**The task:**
All the data below needs to be retyped exactly as shown.

**Dataset:**
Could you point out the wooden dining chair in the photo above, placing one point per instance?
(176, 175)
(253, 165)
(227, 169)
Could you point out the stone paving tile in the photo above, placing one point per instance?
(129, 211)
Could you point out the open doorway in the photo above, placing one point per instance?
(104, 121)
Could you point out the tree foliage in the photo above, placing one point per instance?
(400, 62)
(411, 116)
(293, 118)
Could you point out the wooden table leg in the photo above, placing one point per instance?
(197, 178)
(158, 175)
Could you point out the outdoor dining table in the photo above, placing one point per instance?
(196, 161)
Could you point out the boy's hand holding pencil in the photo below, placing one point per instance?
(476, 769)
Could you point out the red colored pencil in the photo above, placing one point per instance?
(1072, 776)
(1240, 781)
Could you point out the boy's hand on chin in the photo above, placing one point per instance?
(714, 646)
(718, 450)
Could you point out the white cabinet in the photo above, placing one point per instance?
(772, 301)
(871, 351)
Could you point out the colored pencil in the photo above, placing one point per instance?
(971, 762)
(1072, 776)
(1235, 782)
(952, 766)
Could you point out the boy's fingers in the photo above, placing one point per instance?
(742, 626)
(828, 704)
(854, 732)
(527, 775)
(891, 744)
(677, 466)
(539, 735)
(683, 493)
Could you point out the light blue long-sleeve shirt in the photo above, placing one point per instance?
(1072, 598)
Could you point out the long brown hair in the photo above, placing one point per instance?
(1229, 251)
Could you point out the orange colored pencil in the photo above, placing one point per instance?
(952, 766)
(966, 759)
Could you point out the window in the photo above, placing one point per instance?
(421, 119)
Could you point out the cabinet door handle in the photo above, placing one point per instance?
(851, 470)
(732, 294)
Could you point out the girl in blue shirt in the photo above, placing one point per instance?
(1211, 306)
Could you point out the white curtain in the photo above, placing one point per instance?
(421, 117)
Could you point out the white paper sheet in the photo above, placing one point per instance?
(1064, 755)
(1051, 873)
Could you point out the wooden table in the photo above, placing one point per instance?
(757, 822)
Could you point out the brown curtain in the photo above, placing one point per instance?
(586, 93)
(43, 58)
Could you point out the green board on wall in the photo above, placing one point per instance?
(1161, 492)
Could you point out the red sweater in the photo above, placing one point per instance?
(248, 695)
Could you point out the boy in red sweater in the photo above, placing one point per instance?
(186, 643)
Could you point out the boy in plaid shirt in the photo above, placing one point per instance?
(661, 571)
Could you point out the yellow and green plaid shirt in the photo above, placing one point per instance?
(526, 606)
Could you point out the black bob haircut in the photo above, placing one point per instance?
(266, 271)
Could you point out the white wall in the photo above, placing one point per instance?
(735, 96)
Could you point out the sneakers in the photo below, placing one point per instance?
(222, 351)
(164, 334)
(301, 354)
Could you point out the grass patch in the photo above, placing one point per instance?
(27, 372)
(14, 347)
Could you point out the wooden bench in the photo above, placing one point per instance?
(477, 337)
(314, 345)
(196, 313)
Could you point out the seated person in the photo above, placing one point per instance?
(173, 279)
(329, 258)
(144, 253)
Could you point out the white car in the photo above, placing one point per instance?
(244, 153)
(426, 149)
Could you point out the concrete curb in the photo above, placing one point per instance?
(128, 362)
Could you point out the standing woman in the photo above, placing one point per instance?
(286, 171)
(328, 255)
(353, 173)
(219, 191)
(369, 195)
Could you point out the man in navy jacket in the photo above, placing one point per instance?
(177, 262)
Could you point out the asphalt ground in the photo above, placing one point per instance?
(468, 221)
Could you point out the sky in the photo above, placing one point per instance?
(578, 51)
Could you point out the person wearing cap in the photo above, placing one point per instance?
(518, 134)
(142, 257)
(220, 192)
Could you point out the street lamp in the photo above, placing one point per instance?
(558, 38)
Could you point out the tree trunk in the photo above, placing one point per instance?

**Reply to the exercise:**
Could you point out the wooden dining chair in the photo above, placing one point per instance?
(176, 175)
(253, 165)
(227, 169)
Could you point out the stone paving tile in the photo above, placing one point per instance?
(129, 211)
Could you point out the open doorway in the photo above, placing one point per instance?
(104, 121)
Could you point out the tree foliage in the photo above, placing one point per instance?
(400, 62)
(411, 116)
(293, 118)
Could you point out the wooden table leg in the photo above, placing one point per instance?
(197, 178)
(158, 175)
Could you point out the outdoor dining table in the photo above, placing one point per instance?
(196, 161)
Could you point out the boy's hand holding pencil in the photo below, placing one point per instance?
(476, 769)
Could you point out the red colored pencil in the photo above, placing one point per instance?
(1072, 776)
(1240, 781)
Could you point out the boy's hand on chin in the photo above, placing one point per instance?
(714, 646)
(718, 450)
Could you point out the white cabinet in the photo above, placing one point per instance?
(772, 301)
(871, 351)
Could you point out the colored pencil in the photo above, placing one point per instance?
(971, 762)
(1072, 776)
(1235, 782)
(952, 766)
Could you point out the boy's fingers in the photo above, placing one point per instance?
(742, 626)
(828, 704)
(854, 732)
(527, 775)
(891, 744)
(677, 466)
(539, 735)
(683, 493)
Could you point out the light blue long-sleeve shirt in the photo above, placing one point per instance?
(1072, 598)
Could you point out the long brown hair in the photo above, placing one point per instance?
(1229, 251)
Could you point out the orange colored pencil in the photo above, placing one point per instance?
(952, 766)
(966, 759)
Could you point out the window in the photo above, placing one point per instance?
(421, 119)
Could you point out the cabinet door handle in the photo above, placing one point per instance?
(851, 470)
(732, 294)
Could you point out the girl in blue shirt in the photo above, placing one point per instance?
(1211, 306)
Could you point out the white curtain in the photo above, placing one point per instance?
(421, 117)
Could you point out the white paper sheet in the photo above, placing one point per instance?
(1064, 755)
(1051, 873)
Could you point out the wooden table in the photo above, placing one point per instance?
(757, 822)
Could you point out the brown curtain in the photo above, placing one point per instance?
(586, 93)
(43, 58)
Could you point out the green board on wall in the photo above, placing one point per instance?
(1161, 492)
Could you point out the red sweater in the photo above, placing one point per instance?
(248, 695)
Could you point out the boy in red sweater in the photo above, placing one point per instance?
(186, 643)
Could you point out the boy in plaid shirt in the photo above, placing one point per instance?
(661, 571)
Could you point out the yellow and green plaid shirt in the photo above, placing one point per instance?
(526, 606)
Could you point out the black bob haircut in the photo above, placing one point per instance?
(266, 271)
Could you point out the white wall in the photo above, placing one point per instance?
(735, 96)
Could you point out the sneakers in the photo below, placing one point per instance?
(222, 351)
(164, 334)
(301, 354)
Could you point out the grass patch in the photo above, placing one point per instance?
(27, 372)
(14, 347)
Could you point out the wooden bench in the photo above, placing one point per instance?
(477, 337)
(314, 345)
(196, 313)
Could you point out the seated person in the photo above, placing one point per instance?
(173, 279)
(329, 258)
(144, 253)
Could you point out the white car in the photo above, placing one point per instance?
(244, 153)
(426, 149)
Could you point out the concrete curb in the photo above, placing one point per instance?
(128, 362)
Could you point out the standing woman in the photo above, placing one point per instance?
(286, 171)
(328, 255)
(353, 173)
(219, 191)
(369, 195)
Could you point out the man in navy jacket in the photo above, placing one point per instance?
(177, 262)
Could you point out the asphalt ground in the photo above, placing one point per instance?
(468, 221)
Could you point out the sky in the photo above, placing one point per instance?
(578, 51)
Could you point out the person wearing cap in the photo above, placing one point per instance?
(518, 134)
(142, 257)
(220, 192)
Could you point out the street lamp in the photo above, placing one point per instance?
(558, 38)
Could you point out the tree trunk in the photo above, placing one point per instance?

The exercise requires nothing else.